Biorégion 2050 : L’île-de-France après l’effondrement

La Porte de Saint-Cloud dans un futur utopique - Caroline Delmotte
5 Déc 2019 | Lecture 6 minutes

À quoi ressemblera l’Île-de-France en 2050 ? C’est la question à laquelle l’institut Momentum a souhaité répondre avec la publication d’un scénario prospectif « Biorégions 2050 ». S’appuyant sur les travaux biorégionalistes, il dessine un territoire contraint par les insuffisances énergétiques, où les réseaux d’approvisionnement alimentaires et les mobilités se sont complètement métamorphosés.

Zéro voitures ?

Moitié moins d’habitants, quasiment aucune voiture, des infrastructures vieillissantes… mais aussi un air respirable, une agriculture saine et une démocratie locale forte. Un avenir à la fois sobre, contraint et désirable, voilà à quoi pourrait ressembler l’Île-de-France en 2050. C’est en tout cas le scénario prospectif établi par l’Institut Momentum dans le rapport Biorégions 2050 publié en mars dernier (bientôt disponible en téléchargement sur le site de l’Institut Momentum).

◆ ◆ ◆

* TÂCHES:
1. D'après le texte de lecture, pourquoi l'Île-de-France de 2050 est-elle décrite comme un avenir à la fois contraint et désirable ?
2. Repérez dans les enregistrements chaque ligne qui contient le mot « measured », puis recopiez-la.

◆ ◆ ◆

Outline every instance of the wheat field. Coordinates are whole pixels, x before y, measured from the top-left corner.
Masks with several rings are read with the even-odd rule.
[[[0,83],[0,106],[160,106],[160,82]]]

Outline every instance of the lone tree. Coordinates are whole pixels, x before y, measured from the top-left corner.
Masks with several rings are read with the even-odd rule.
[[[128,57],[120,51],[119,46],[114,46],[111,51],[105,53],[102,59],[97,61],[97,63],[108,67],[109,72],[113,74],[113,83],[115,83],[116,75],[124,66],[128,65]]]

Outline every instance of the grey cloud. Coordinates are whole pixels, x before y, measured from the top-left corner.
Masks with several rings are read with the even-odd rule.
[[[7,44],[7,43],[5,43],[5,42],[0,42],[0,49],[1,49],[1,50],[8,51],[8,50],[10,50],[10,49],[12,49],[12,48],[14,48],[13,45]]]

◆ ◆ ◆

* RÉPONSES AUX EXERCICES:
1. L'avenir est contraint parce que la région compterait moitié moins d'habitants, quasiment aucune voiture et des infrastructures vieillissantes. Il est désirable parce qu'on y trouverait un air respirable, une agriculture saine et une démocratie locale forte.

2.
Outline every instance of the wheat field. Coordinates are whole pixels, x before y, measured from the top-left corner.
Outline every instance of the lone tree. Coordinates are whole pixels, x before y, measured from the top-left corner.
Outline every instance of the grey cloud. Coordinates are whole pixels, x before y, measured from the top-left corner.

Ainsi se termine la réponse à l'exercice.